* Start *

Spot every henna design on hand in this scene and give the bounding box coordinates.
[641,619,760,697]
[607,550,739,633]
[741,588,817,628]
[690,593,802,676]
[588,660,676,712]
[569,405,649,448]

* End *

• Exercise brief
Convert the lines above into a JSON list of strings, with one string per line and blank lines omitted.

• Answer to the exercise
[
  "Spot every henna design on hand in this scene and give the bounding box coordinates.",
  "[641,619,760,697]",
  "[607,550,739,633]",
  "[741,588,817,628]",
  "[690,593,802,676]",
  "[588,660,676,712]",
  "[569,405,649,448]"
]